УСЛОВИЕ ЗАДАЧИ 1
Перечислите все книги Якова Чернихова, которые названы в статье о нем, с годами издания.
УСЛОВИЕ ЗАДАЧИ 2
Напишите продолжение статьи о Якове Чернихове, начиная сразу после последнего предложения.

ОТРЫВОК
*-*-*

Не будущее, а всегда существующее

Яков Чернихов как единственный в СССР создатель архитектурного абсолюта

Утопия советской архитектуры, как мне кажется, не вполне полноценна — это по большому счету пропагандистская продукция, утопическое содержание которой определяется идеями ленинизма-сталинизма, к которым добавлены иногда ценные усилия профессиональных техник. Однако в истории этой архитектуры был один — всего один — герой, который принадлежит к числу первых мировых величин утопии. Это Яков Чернихов.

Текст: Григорий Ревзин

Яков Чернихов. «Архитектурные фантазии. 101 композиция», 1933

Фото: Яков Чернихов

Этот текст — часть проекта «Оправдание утопии», в котором Григорий Ревзин рассказывает о том, какие утопические поселения придумывали люди на протяжении истории и что из этого получалось.

Чернихов точно не воспринимался, и не уверен, что воспринимается сейчас, как центральная фигура русской архитектуры ХХ века. У нас был великий судья этой архитектурной традиции, человек, чья мудрость, эрудиция и спокойствие делают его суждения непререкаемой истиной,— Селим Омарович Хан-Магомедов. И вот он пишет о Чернихове:

«Появление книги (“Основы современной архитектуры”, 1929) вызвало эффект разорвавшейся бомбы. Уже первый просмотр книги убеждал, что ее автор — талантливый художник. Создавалось даже впечатление, что на небосклоне архитектурного авангарда взошла новая яркая звезда. Однако интерес к Чернихову как к оригинальной творческой личности быстро снизился. Книги его продолжали выходить („Орнамент. Композиционно-графические построения“, 1930; „Конструкция архитектурных и машинных форм“, 1931; „Архитектурные фантазии. 101 композиция“, 1933), а место и роль его в архитектуре авангарда падали. Можно сказать, что подавляющее большинство архитекторов тех лет как бы вообще не учитывало присутствие Чернихова в архитектурной жизни… Может создаться впечатление, что и в 1920-е — начале 1930-х годов Чернихов воспринимался как крупная фигура советского архитектурного авангарда. Нет, тогда он так не воспринимался. Феномен Чернихова требует объяснения… Беседуя со многими архитекторами, активно работавшими в те годы, я не раз задавал им вопрос: почему при таком количестве опубликованных архитектурных фантазий и композиций Чернихов не стал тогда значительным явлением советского архитектурного авангарда? Обобщенное мнение моих собеседников сводилось к следующему: во-первых, тексты его не содержали концептуальной новизны и во многом были просто банальны; во-вторых, не было оригинальной концептуальной основы и в его архитектурных композициях, а новизну на уровне концепции в те годы все остро ощущали; в-третьих, само огромное количество опубликованных в короткое время архитектурных композиций, каждая из которых претендовала на оригинальность, дало обратный эффект; количество не перешло в качество, а снизило общее качество этих композиций в глазах архитекторов; в-четвертых, в графических композициях Чернихова присутствовало что-то неуловимое от стилистики модерна, формальная связь с которым в те годы оценивалась как признак дурного вкуса; в-пятых, Чернихов все же воспринимался скорее как талантливый график, а не как оригинальный архитектор».

*-*-*

ИСХОДНЫЕ ДАННЫЕ
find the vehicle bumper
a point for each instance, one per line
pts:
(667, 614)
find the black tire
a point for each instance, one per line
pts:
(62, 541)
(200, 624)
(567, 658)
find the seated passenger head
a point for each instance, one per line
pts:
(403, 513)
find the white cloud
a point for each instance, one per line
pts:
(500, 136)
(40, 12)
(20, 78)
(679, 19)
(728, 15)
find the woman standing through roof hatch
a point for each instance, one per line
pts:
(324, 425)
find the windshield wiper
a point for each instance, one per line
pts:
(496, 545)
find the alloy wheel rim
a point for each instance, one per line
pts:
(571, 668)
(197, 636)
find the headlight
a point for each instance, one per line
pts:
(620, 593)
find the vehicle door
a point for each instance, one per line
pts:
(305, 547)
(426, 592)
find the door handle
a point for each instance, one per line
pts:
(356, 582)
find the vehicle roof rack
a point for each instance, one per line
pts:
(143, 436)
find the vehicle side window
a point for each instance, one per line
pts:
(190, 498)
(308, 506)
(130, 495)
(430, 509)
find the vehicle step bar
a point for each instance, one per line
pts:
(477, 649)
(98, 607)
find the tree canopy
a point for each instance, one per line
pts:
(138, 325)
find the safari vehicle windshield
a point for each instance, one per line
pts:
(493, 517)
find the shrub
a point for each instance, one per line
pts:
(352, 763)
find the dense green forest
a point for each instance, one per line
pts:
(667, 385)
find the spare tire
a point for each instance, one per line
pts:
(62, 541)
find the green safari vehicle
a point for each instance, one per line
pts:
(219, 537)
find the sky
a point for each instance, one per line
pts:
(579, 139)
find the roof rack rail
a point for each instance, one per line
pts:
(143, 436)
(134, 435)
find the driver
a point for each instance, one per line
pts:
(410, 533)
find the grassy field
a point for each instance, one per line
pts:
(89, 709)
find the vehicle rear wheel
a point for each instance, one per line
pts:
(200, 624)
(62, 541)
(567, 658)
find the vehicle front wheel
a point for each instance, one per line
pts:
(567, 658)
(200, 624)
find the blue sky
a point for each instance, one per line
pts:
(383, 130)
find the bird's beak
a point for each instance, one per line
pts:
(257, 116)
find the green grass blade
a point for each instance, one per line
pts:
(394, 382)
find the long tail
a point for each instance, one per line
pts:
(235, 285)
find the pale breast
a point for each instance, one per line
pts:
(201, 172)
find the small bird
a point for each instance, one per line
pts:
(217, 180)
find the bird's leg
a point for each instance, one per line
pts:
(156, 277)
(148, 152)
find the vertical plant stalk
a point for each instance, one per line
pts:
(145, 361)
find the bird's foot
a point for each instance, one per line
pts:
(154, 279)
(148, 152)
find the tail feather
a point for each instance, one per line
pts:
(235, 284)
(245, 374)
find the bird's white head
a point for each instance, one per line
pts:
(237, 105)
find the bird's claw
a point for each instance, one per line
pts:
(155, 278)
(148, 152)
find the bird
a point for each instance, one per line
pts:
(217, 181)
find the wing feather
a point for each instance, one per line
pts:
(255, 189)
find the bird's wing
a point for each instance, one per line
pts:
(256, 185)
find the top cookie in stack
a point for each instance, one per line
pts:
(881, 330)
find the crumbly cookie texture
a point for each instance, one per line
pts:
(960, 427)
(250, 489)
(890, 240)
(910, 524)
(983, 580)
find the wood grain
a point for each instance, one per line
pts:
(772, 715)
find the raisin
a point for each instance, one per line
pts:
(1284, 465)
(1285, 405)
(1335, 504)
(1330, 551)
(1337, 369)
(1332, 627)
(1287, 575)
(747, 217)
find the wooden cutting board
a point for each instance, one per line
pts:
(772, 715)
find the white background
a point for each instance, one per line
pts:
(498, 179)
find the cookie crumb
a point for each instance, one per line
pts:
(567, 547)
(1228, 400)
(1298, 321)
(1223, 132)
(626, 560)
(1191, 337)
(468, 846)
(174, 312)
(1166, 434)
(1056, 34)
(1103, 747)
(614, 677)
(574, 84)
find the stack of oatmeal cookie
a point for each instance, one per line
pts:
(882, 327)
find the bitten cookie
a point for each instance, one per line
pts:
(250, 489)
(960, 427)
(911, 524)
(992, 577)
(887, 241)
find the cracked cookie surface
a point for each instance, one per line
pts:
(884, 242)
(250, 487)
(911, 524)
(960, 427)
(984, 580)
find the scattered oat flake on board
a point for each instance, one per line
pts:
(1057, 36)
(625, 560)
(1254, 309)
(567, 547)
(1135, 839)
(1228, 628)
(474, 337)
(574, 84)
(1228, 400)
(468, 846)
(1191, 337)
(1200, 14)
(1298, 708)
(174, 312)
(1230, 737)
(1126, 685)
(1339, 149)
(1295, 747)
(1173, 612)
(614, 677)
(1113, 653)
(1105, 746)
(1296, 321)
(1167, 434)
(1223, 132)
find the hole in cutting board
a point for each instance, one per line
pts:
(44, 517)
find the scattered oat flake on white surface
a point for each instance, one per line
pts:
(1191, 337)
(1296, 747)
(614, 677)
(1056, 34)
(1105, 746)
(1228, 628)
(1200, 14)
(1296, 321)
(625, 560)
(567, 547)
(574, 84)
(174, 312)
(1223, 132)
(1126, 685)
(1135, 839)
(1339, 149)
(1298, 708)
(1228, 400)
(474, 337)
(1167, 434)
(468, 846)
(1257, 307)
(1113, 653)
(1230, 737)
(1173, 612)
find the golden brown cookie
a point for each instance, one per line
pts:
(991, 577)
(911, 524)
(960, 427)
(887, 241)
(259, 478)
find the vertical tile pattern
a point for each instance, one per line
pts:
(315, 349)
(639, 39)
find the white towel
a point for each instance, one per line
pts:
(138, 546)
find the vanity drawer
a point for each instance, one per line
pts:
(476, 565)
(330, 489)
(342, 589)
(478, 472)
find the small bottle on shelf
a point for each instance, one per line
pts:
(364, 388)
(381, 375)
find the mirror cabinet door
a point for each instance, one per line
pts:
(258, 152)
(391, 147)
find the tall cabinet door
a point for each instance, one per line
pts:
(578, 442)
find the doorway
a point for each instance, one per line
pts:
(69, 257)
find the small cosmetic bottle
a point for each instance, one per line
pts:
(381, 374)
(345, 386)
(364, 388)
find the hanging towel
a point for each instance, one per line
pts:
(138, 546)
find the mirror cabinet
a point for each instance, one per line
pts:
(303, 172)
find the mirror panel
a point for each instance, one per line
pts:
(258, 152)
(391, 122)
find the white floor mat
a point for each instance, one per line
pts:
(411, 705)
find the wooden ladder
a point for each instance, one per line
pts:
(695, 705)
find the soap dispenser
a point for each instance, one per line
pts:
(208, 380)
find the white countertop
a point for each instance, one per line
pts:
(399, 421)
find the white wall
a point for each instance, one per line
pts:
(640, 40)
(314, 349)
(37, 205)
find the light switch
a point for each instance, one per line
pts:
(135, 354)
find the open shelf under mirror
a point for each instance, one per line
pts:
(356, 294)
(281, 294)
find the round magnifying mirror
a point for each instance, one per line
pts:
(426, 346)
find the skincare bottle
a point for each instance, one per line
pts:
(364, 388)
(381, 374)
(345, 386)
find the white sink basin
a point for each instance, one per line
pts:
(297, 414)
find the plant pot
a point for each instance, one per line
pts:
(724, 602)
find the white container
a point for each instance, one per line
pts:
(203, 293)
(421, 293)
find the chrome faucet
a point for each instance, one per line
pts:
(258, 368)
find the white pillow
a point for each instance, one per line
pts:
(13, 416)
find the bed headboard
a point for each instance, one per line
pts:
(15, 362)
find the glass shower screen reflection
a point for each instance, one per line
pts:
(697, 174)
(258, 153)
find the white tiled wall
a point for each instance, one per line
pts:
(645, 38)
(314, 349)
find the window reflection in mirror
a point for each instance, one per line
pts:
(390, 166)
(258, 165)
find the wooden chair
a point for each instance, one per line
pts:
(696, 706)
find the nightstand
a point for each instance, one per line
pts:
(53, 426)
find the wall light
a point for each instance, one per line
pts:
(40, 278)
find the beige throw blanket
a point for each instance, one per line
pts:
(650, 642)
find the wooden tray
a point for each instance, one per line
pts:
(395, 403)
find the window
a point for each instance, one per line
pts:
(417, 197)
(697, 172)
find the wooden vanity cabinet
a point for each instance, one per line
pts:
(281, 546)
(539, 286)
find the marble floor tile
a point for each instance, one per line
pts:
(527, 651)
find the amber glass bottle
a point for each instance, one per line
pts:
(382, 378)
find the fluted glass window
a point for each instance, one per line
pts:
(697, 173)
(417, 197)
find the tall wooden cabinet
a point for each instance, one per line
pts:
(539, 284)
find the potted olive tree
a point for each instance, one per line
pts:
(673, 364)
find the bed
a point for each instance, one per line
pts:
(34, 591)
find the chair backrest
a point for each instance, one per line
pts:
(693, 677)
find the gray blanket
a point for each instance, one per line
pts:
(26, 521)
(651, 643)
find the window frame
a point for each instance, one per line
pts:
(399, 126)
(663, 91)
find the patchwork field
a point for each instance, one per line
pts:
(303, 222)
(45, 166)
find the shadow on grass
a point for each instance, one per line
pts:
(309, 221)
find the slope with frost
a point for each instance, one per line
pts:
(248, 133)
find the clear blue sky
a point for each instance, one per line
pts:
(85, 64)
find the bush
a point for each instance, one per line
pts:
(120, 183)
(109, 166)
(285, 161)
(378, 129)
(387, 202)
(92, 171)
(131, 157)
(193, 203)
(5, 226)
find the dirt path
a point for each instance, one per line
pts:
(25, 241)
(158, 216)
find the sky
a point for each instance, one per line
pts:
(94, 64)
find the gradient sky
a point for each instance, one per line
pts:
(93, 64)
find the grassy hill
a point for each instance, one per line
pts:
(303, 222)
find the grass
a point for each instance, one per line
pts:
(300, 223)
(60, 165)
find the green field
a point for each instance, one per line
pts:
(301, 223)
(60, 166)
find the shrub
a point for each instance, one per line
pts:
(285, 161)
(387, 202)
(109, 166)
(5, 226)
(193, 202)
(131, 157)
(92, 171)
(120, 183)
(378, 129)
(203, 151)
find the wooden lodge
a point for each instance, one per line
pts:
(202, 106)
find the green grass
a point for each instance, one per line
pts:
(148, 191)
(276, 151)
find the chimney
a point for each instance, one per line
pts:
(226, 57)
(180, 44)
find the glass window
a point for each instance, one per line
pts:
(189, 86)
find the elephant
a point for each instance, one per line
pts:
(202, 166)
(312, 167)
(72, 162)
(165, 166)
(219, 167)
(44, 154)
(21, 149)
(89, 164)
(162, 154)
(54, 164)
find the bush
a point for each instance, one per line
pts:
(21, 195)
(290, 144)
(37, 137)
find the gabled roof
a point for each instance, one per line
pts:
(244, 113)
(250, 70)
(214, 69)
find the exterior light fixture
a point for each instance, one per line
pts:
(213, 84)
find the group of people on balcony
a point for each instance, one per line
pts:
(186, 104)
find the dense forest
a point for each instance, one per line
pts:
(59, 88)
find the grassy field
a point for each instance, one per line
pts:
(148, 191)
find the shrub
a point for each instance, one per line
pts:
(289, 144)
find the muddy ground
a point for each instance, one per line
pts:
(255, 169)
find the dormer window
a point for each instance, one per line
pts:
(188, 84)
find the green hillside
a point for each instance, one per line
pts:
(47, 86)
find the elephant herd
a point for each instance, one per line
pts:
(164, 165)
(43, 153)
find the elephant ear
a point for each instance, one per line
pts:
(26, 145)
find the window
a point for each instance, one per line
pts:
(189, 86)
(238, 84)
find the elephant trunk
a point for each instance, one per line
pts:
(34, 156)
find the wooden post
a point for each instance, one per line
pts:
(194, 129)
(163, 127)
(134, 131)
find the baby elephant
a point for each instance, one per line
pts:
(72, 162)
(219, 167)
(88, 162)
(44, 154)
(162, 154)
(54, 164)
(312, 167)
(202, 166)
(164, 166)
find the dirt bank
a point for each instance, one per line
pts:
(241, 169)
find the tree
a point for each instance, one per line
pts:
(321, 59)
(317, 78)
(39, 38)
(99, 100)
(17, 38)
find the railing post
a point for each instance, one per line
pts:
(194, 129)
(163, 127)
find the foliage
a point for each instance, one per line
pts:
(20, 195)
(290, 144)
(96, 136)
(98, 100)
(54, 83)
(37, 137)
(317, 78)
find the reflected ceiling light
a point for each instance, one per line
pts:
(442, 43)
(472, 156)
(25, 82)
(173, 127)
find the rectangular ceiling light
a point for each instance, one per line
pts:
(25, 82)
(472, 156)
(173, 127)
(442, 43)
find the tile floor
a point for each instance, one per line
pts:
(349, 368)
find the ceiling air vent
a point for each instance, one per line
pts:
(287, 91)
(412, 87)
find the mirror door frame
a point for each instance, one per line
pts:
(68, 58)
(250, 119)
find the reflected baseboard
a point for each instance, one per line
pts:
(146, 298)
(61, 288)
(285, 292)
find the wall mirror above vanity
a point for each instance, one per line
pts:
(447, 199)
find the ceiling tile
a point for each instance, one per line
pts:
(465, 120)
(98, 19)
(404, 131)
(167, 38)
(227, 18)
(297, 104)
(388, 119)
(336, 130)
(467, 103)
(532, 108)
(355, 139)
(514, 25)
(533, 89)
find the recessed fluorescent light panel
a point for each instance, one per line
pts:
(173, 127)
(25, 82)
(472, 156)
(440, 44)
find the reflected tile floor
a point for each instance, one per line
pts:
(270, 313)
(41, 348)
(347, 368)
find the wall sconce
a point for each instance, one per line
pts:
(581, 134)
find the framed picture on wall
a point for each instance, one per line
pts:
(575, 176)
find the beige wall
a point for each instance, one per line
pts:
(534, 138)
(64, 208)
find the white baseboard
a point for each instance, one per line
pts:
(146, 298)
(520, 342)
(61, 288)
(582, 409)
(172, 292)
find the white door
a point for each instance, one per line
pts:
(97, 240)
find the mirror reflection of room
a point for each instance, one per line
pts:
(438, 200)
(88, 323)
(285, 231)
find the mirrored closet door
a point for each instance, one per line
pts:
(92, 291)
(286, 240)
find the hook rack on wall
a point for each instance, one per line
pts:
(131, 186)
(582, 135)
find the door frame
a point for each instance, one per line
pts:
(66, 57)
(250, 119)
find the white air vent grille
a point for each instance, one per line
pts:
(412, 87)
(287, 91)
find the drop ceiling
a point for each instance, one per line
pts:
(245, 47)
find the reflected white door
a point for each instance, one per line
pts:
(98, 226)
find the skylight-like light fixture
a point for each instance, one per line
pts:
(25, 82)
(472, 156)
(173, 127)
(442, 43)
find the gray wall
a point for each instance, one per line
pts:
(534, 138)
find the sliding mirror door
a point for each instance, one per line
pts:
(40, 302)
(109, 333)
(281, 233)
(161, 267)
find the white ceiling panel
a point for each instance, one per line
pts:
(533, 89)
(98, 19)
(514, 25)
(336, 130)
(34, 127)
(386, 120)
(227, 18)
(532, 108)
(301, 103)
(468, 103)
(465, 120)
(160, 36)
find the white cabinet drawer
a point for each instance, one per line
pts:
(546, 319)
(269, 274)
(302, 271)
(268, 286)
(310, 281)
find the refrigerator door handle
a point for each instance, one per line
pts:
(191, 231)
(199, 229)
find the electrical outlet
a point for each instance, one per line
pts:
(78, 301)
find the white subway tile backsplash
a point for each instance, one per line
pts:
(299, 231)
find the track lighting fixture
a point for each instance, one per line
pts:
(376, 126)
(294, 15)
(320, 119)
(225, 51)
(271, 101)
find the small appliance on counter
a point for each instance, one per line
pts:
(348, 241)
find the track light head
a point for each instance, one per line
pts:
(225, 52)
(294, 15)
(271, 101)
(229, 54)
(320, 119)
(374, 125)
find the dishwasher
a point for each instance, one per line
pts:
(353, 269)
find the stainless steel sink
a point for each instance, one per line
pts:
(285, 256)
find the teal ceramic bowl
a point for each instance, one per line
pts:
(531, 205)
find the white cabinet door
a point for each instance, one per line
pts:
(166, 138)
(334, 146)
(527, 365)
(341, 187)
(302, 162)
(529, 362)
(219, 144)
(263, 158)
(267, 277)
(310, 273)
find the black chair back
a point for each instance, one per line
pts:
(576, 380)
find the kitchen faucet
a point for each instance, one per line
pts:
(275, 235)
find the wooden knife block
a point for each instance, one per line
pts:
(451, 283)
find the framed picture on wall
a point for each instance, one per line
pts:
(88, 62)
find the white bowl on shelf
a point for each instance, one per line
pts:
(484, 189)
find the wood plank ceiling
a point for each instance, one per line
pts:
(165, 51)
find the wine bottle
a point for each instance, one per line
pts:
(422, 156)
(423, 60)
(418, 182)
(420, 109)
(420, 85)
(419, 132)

*-*-*

ОТВЕТ НА ЗАДАНИЕ 1
- «Основы современной архитектуры», 1929
- «Орнамент. Композиционно-графические построения», 1930
- «Конструкция архитектурных и машинных форм», 1931
- «Архитектурные фантазии. 101 композиция», 1933

ОТВЕТ НА ЗАДАНИЕ 2
Должен сказать, что это редкий случай, когда я Селима Омаровича не вполне понимаю. Тексты Чернихова скорее неудобочитаемы, чем банальны: «первоосновой создания архитектурных фантазий являлось желание представить путем различных изобразительных и композиционных средств все те представления, которые могут зародиться в голове зодчего» («Архитектурные фантазии. 101 композиция в красках», 1933). Но довольно дико судить архитектора по текстам (вспомните косноязычие Малевича). Диалектика перехода количества в качество тут малоуместна. Стилистики модерна я у Чернихова не вижу совсем. У нескольких прекрасных архитекторов авангарда (Иван Леонидов, Николай Ладовский) так мало построено, что их с тем же успехом можно назвать графиками, но никто так не делает.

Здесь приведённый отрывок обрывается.